| Work request |
In the records below, pick out all lines containing the word "then".

| Records for processing |
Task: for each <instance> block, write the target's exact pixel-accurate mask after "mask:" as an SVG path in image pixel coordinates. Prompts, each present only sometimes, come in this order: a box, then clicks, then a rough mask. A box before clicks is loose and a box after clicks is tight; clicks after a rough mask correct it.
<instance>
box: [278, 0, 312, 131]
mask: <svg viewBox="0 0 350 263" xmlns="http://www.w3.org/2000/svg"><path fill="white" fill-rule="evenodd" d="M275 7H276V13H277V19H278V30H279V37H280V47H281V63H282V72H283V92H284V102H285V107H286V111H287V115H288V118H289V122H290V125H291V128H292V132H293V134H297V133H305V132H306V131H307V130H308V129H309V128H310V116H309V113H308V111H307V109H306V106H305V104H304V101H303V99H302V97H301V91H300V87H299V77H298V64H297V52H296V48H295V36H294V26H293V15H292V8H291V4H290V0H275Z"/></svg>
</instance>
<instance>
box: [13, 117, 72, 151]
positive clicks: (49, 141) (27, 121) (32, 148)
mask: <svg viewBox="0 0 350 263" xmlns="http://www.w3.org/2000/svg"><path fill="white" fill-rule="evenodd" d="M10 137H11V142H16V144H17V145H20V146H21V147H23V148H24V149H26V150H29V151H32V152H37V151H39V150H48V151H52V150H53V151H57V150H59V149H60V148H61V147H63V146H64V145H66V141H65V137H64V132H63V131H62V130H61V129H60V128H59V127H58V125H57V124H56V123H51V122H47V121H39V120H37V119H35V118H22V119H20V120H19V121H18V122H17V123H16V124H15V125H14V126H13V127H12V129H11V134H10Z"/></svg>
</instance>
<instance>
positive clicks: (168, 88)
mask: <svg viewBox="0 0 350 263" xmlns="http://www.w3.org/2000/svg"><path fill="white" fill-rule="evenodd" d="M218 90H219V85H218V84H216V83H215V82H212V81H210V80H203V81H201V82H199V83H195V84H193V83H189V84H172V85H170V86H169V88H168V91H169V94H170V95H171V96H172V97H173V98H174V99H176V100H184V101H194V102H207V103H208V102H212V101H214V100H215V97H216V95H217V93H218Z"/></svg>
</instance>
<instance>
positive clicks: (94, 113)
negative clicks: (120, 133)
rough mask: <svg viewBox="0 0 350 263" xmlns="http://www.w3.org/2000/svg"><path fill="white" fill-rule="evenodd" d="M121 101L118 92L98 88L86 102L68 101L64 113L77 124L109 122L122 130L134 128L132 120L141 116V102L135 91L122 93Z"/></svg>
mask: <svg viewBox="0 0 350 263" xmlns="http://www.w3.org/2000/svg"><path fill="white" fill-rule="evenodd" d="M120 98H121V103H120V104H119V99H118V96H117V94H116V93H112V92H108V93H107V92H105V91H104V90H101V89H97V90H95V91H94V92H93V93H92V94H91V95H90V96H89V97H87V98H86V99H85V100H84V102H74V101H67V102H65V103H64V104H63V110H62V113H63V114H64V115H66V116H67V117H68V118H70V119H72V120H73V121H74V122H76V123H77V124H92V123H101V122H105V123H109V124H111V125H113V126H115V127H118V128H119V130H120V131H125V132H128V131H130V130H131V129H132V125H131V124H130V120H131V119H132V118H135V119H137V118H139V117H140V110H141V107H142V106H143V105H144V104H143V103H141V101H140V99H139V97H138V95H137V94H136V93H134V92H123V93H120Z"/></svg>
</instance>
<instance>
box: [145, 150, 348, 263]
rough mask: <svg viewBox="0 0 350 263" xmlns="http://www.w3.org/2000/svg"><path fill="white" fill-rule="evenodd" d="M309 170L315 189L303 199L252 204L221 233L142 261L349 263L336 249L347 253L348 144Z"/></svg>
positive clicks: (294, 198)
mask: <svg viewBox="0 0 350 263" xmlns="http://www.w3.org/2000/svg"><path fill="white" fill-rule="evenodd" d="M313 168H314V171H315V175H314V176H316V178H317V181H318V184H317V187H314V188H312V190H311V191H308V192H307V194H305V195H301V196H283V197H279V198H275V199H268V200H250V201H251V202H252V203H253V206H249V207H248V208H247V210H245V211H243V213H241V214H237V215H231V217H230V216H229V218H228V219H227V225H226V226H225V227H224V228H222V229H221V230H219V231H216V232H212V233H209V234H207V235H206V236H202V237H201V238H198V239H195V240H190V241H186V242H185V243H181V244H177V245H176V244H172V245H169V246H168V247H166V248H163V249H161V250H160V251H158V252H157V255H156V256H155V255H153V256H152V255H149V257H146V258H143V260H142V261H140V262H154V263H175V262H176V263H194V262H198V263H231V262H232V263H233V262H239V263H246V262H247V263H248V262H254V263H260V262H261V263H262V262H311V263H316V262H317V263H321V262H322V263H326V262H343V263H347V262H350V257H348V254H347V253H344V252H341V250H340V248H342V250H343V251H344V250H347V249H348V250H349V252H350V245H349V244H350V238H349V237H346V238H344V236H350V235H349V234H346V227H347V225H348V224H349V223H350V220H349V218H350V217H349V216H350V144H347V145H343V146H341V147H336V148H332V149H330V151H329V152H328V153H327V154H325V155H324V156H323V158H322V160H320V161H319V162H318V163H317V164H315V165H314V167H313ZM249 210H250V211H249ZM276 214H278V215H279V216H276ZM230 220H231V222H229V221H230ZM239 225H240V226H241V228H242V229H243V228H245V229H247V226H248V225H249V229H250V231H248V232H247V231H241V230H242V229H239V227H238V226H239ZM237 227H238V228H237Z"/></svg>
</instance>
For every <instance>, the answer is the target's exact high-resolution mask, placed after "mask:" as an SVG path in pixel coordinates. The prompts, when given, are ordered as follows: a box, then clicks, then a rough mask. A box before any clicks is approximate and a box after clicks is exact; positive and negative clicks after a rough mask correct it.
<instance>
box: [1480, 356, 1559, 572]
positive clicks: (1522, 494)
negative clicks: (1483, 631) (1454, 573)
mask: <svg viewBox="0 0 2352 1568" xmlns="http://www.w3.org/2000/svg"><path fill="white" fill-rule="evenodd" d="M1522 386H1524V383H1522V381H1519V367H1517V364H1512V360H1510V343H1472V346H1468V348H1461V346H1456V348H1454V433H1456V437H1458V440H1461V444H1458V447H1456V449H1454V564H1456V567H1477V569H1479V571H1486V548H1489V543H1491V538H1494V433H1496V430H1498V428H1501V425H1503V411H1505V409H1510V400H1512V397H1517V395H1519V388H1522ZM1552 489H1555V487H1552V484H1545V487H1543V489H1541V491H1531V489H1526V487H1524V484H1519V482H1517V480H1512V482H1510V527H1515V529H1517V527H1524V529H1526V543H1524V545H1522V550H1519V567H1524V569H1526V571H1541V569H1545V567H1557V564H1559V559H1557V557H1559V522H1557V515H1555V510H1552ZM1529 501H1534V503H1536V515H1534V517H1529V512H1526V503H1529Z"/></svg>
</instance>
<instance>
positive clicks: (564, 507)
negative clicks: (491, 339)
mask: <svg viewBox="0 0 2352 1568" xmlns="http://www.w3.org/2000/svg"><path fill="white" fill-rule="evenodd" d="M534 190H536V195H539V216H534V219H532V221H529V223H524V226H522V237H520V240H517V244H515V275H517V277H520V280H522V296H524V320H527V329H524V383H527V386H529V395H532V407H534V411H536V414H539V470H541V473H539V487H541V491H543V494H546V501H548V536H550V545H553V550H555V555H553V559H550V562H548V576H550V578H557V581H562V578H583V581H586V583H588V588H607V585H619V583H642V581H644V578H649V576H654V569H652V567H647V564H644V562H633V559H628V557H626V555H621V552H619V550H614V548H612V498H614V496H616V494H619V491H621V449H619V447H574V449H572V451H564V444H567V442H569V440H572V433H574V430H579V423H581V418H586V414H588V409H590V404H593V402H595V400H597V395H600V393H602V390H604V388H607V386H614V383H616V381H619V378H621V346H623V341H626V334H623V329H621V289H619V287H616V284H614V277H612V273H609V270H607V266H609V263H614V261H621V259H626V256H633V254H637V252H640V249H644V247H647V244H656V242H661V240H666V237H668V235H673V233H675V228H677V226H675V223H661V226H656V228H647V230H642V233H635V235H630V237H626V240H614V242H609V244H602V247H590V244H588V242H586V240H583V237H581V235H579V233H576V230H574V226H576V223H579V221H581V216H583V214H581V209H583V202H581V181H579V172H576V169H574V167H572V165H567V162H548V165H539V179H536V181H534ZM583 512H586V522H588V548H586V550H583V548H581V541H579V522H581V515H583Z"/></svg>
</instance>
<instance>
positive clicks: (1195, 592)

| Response |
Task: for each <instance> block, write the target's exact pixel-accurate mask after "mask:" as an SVG path in image pixel coordinates. Prompts, each present only sometimes, come in this order: a box, then clicks, then a rough mask. A box before clicks is loose and a box after clicks is tight; clicks after a rough mask correct it.
For every <instance>, the answer is the target's exact high-resolution mask, placed after "mask:" as an SVG path in pixel coordinates. The prompts, when given, are ordered as follows: a box, then clicks, then a rough mask. A box before any clicks is approximate and a box after clicks is exact; positive and negative clicks after a rough mask correct it.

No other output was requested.